### ABOUT THIS TASK
Whatever the records below say, write them all out exactly.
%%
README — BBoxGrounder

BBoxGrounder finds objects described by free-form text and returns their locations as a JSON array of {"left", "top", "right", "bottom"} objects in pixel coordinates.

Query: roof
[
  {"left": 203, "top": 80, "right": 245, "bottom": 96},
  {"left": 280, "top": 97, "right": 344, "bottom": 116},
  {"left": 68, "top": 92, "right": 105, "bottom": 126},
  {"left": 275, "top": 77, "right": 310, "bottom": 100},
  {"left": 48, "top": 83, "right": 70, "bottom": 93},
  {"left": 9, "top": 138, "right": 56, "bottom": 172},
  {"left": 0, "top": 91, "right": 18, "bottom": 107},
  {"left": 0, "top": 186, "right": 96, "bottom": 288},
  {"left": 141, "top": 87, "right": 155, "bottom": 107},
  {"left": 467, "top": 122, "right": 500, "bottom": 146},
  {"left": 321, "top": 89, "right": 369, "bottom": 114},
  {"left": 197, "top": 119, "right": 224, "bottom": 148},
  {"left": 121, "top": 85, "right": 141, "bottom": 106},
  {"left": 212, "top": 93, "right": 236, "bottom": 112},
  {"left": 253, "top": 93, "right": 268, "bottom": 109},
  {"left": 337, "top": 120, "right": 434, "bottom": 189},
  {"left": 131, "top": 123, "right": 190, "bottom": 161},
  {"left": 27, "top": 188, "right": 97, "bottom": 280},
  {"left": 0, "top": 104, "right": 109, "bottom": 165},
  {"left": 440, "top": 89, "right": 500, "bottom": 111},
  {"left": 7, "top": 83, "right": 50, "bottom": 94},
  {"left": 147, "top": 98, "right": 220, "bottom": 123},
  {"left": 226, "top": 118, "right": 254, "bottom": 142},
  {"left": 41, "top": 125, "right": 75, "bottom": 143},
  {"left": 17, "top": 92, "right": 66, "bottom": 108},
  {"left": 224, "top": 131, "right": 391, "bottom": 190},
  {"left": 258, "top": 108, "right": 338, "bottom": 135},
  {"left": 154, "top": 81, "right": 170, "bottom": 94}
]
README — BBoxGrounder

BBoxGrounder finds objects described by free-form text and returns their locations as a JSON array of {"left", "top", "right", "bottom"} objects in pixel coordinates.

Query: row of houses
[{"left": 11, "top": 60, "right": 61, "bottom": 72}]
%%
### RESULT BELOW
README — BBoxGrounder

BBoxGrounder finds objects described by free-form text and returns their locations as a JSON array of {"left", "top", "right", "bottom"} objects in pixel coordinates.

Query: roof
[
  {"left": 203, "top": 80, "right": 245, "bottom": 96},
  {"left": 280, "top": 97, "right": 344, "bottom": 116},
  {"left": 68, "top": 92, "right": 105, "bottom": 126},
  {"left": 275, "top": 77, "right": 310, "bottom": 100},
  {"left": 48, "top": 83, "right": 70, "bottom": 93},
  {"left": 9, "top": 138, "right": 56, "bottom": 172},
  {"left": 0, "top": 91, "right": 18, "bottom": 107},
  {"left": 0, "top": 186, "right": 96, "bottom": 288},
  {"left": 141, "top": 87, "right": 155, "bottom": 107},
  {"left": 467, "top": 122, "right": 500, "bottom": 146},
  {"left": 321, "top": 89, "right": 369, "bottom": 114},
  {"left": 197, "top": 119, "right": 224, "bottom": 148},
  {"left": 121, "top": 85, "right": 141, "bottom": 106},
  {"left": 212, "top": 93, "right": 236, "bottom": 112},
  {"left": 253, "top": 93, "right": 268, "bottom": 109},
  {"left": 337, "top": 120, "right": 434, "bottom": 189},
  {"left": 131, "top": 123, "right": 190, "bottom": 161},
  {"left": 27, "top": 188, "right": 97, "bottom": 280},
  {"left": 0, "top": 104, "right": 109, "bottom": 165},
  {"left": 440, "top": 89, "right": 500, "bottom": 111},
  {"left": 7, "top": 83, "right": 50, "bottom": 94},
  {"left": 147, "top": 98, "right": 220, "bottom": 123},
  {"left": 226, "top": 118, "right": 254, "bottom": 142},
  {"left": 41, "top": 125, "right": 75, "bottom": 143},
  {"left": 17, "top": 92, "right": 66, "bottom": 108},
  {"left": 224, "top": 131, "right": 391, "bottom": 190},
  {"left": 258, "top": 108, "right": 338, "bottom": 135},
  {"left": 154, "top": 81, "right": 170, "bottom": 94}
]
README — BBoxGrounder

BBoxGrounder finds objects described by free-form text and returns their locations as a JSON array of {"left", "top", "right", "bottom"} objects in pixel coordinates.

Query: row of houses
[{"left": 11, "top": 60, "right": 61, "bottom": 72}]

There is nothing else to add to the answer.